Activity: From the line that contains "the orange colored" down to the last line of the data below, transcribe every line exactly.

Supplied records:

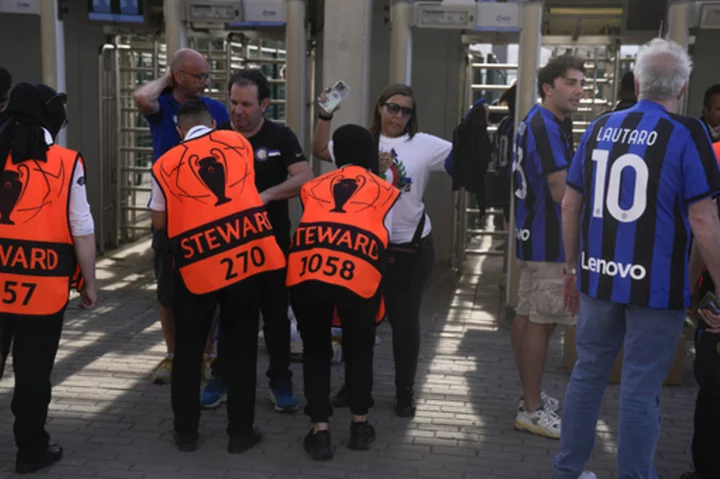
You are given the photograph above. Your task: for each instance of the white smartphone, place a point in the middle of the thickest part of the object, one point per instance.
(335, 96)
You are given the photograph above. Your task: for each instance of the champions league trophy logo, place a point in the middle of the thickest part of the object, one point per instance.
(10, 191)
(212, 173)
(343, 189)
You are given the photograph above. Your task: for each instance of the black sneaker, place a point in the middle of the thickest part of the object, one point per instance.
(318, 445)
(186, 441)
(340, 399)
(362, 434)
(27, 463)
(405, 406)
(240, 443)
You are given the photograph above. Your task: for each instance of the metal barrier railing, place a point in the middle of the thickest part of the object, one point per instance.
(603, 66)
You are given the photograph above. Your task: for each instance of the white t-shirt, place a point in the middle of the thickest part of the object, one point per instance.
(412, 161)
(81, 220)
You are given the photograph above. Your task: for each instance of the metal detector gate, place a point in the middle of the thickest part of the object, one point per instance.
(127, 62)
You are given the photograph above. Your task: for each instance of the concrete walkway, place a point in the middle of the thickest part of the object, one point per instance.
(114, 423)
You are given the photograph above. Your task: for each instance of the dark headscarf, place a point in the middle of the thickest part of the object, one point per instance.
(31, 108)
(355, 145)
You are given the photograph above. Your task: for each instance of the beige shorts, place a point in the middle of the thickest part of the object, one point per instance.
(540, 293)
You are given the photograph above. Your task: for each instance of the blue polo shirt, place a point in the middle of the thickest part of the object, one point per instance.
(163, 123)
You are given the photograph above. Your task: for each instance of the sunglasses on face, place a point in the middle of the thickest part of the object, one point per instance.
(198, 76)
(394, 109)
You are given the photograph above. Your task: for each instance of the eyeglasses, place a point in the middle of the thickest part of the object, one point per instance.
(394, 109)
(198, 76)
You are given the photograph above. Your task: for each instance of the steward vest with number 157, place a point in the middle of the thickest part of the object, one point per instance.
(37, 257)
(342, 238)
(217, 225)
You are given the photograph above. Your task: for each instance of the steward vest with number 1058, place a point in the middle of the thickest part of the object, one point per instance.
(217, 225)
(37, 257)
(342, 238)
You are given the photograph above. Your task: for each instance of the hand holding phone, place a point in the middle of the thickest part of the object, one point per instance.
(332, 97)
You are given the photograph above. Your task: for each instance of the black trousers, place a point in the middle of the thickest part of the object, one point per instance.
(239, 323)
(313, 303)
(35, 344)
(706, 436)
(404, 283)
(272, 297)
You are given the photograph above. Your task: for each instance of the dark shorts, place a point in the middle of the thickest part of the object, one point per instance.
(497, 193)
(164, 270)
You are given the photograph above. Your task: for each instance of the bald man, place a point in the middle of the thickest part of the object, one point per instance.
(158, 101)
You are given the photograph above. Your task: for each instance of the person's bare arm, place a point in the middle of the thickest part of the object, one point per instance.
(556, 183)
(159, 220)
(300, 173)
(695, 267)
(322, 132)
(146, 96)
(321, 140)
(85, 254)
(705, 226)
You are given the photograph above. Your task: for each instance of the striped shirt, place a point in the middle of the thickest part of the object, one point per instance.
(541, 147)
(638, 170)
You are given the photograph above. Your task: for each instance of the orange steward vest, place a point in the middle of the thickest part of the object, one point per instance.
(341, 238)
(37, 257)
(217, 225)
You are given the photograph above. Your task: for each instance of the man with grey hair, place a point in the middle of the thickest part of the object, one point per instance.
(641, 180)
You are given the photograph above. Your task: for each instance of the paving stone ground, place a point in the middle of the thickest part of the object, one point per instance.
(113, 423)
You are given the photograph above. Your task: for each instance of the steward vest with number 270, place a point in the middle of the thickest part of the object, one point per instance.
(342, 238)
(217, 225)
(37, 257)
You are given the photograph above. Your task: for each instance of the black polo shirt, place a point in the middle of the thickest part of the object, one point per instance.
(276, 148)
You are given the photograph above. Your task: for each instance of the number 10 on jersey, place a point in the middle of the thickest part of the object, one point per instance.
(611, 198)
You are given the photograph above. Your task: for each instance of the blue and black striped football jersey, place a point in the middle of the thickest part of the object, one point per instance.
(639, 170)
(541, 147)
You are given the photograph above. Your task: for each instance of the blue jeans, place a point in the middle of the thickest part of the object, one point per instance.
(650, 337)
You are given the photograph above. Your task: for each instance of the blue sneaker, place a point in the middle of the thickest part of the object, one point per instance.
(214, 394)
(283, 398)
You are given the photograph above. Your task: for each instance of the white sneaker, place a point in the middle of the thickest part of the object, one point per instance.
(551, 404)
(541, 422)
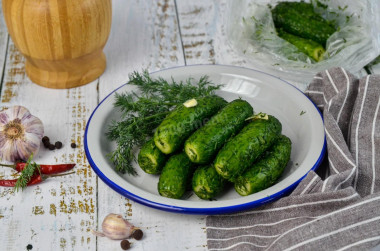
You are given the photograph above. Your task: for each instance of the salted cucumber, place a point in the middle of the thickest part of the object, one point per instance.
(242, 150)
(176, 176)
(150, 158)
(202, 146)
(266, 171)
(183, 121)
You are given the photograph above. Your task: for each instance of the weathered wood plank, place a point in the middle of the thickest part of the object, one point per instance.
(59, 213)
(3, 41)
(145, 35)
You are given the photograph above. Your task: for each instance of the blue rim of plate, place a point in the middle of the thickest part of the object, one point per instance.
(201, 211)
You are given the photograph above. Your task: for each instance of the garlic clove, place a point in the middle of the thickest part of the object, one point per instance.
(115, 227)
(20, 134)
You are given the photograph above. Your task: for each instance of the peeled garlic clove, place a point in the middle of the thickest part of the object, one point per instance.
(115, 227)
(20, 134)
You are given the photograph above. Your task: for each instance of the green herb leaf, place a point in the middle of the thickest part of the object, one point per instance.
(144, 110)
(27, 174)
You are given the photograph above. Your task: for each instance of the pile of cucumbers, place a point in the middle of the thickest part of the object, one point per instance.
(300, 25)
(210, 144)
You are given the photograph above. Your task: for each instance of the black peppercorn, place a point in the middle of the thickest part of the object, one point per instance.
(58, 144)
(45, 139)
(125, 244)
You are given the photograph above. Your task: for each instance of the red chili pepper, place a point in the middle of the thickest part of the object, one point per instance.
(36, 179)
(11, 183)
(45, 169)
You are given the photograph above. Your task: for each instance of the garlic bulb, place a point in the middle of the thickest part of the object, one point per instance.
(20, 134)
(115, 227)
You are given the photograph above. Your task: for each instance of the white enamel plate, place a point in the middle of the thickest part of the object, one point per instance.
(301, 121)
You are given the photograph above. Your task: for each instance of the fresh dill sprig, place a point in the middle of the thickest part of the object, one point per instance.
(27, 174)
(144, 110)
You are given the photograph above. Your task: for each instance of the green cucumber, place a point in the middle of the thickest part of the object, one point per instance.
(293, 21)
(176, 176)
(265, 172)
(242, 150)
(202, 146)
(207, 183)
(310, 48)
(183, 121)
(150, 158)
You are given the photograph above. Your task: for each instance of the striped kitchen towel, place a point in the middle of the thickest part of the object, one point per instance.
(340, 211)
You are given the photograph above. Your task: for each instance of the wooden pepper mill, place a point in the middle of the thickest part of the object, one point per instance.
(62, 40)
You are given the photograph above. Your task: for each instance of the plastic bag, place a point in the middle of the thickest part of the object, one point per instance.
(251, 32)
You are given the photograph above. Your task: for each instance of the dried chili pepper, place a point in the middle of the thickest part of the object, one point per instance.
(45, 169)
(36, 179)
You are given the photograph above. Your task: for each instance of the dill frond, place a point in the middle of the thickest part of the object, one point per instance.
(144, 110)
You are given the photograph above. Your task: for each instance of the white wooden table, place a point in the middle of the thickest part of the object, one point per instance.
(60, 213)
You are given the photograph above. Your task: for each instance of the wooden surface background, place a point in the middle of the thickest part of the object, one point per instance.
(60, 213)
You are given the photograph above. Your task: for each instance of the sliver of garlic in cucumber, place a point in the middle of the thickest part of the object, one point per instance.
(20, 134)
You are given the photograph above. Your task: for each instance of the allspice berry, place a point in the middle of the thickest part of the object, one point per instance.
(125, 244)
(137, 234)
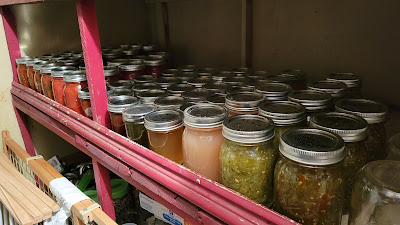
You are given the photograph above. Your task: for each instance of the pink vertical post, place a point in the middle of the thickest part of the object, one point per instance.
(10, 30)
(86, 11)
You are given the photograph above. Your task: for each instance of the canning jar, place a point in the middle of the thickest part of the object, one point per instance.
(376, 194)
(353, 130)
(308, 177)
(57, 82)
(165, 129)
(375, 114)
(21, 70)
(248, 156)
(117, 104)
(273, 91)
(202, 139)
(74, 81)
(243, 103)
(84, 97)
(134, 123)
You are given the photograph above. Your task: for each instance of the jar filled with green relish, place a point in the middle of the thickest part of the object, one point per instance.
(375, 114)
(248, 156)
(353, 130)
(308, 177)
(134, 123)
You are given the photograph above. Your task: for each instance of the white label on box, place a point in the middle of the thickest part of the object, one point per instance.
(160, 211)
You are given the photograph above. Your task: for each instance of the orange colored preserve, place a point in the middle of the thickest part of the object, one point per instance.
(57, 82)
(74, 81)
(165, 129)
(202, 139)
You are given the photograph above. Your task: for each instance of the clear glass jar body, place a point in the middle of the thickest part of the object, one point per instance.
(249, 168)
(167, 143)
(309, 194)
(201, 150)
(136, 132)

Reply:
You are given the photograph above. Your task: for each instance of the orange colored preserve, place a point in the middle of the thickest part of the object, one point per instance.
(57, 82)
(74, 81)
(165, 129)
(202, 139)
You are given the photograph above. Your task: for each instance of the clear glass jar body, place a point in the middle of the thickest part of the object, one point per instance.
(249, 168)
(167, 143)
(309, 194)
(201, 150)
(136, 132)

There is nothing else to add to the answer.